● **ページの抜粋**
テストの目標はエラーを見つけることである。効果的なテストとは、ソフトウェアを壊すことだ。
テストでは、エラーがないことは決して証明できない。
テスト自体はソフトウェアの品質を改善しない。品質の指標となるだけである。
テストでは自分のコードからエラーが発見されることを前提にしなければならない。(そうでないと見逃す)
最大の問題は、一般的なプロジェクトでデベロッパーテストにどれくらいの時間をかけるかである。〜中略〜 デベロッパーテストにはプロジェクト全体の8~25%の時間が割かれるべきだろう。
22.1.1 コンストラクション時のテスト
コンストラクションの際には、一般にルーチンやクラスを作成し、頭の中でチェックしてからレビューやテストにかける
他のコンポーネントと組み合わせる前に、単体のままで徹底的にテストすべきである
テストの問題の1つは、テストが正しく実行されないために実力が発揮できないことである
22.2 デベロッパーテストへの推奨アプローチ
次の基本項目を必ず盛り込むこと
関連する要求をそれぞれテストして、それらの要求が実装されていることを確認する
関連する設計項目をそれぞれテストして、設計が実装されていることを確認する
「基礎テスト」を使って要求や設計をテストするテストケースに詳細なテストケースを追加する
プロジェクトですでに判明しているエラーと過去のプロジェクトで検出されたエラーのチェックリストを使用する
22.2.1 テストは先か、それとも後か
テストは先に書いた方が良い
手間がかからない
エラーが早く見つかる
コードを書く前に要求と設計について考えることになる
要求に問題があったり不明確な場合にそれに気付ける
いつからテストファーストとかテスト駆動開発とか言い出したんだろうって思ったらだいぶ古かったmoch5oMaki.icon
22.2.2 デベロッパーテストの限界
クリーンテストになりがちで、あらゆる角度からコードの不備をテストする「ダーティーテスト」の割合が低くなる
テストカバレッジを楽観的に見る傾向にある
高度なテストカバレッジを避ける傾向にある(全分岐カバレッジを満たすものが理想)
22.3 テストの知恵袋
完全なテストはケースが多すぎて無理ですっていう話。
22.3.1 不完全なテスト
完全なテストは不可能なので、テストのコツはエラーを検出しやすいテストケースを選ぶことである。
22.3.2 構造化された基礎テスト
効率の良いテストケースの設計について具体的なコードをもとに解説。

● **ポイント形式の注釈データ**
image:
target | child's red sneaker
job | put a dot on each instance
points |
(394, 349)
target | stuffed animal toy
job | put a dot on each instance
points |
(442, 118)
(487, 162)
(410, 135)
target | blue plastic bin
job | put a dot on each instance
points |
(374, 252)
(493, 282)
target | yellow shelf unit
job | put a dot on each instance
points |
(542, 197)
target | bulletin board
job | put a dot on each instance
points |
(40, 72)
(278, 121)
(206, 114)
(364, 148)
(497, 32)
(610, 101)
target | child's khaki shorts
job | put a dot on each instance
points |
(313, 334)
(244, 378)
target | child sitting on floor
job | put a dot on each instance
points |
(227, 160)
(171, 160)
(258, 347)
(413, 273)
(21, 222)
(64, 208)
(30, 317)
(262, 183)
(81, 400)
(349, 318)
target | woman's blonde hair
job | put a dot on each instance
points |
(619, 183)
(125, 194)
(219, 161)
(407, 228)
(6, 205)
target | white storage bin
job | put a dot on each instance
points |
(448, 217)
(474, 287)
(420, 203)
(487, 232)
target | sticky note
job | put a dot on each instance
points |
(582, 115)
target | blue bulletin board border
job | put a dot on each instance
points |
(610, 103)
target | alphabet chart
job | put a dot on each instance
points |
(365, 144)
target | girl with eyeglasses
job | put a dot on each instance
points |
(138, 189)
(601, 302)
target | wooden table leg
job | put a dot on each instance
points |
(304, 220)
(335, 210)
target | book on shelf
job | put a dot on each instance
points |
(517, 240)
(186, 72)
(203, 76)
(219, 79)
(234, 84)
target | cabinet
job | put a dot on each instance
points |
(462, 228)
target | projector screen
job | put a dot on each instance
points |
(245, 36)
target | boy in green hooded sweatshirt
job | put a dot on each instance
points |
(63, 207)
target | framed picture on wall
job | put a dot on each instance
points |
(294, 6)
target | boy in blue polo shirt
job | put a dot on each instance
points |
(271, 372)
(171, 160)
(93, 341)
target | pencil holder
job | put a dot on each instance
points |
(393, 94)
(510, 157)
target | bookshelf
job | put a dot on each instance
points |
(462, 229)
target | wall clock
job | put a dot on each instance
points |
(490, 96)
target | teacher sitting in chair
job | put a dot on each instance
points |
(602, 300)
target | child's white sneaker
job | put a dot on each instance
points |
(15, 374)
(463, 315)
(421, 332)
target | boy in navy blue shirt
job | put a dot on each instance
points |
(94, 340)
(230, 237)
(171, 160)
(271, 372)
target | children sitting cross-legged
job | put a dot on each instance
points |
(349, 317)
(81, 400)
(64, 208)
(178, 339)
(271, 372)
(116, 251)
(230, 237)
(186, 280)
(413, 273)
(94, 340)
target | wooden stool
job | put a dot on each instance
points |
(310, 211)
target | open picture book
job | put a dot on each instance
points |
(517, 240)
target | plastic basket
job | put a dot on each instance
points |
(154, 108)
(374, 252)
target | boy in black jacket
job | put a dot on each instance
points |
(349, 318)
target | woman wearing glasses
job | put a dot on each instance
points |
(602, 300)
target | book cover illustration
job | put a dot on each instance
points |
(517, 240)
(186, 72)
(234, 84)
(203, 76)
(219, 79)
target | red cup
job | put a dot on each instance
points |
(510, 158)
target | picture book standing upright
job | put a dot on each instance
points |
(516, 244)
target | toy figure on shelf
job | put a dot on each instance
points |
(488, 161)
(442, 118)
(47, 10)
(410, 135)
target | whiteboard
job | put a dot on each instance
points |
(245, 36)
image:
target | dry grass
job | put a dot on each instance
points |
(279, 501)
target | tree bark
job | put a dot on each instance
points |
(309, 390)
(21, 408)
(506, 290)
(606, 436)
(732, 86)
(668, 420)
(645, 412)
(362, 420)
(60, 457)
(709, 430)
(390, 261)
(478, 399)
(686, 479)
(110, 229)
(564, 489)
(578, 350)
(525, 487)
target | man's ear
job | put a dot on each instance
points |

● **求められる作業**
ソフトウェアテストについての抜粋から、「テストの目標はエラーを見つけ」で始まり「ない。(そうでないと見逃す)」で終わる部分を一字も変えずに書き写してください。 答えは抜粋に書かれている内容だけを根拠にしてください。

● **作業の結果**
テストの目標はエラーを見つけることである。効果的なテストとは、ソフトウェアを壊すことだ。
テストでは、エラーがないことは決して証明できない。
テスト自体はソフトウェアの品質を改善しない。品質の指標となるだけである。
テストでは自分のコードからエラーが発見されることを前提にしなければならない。(そうでないと見逃す)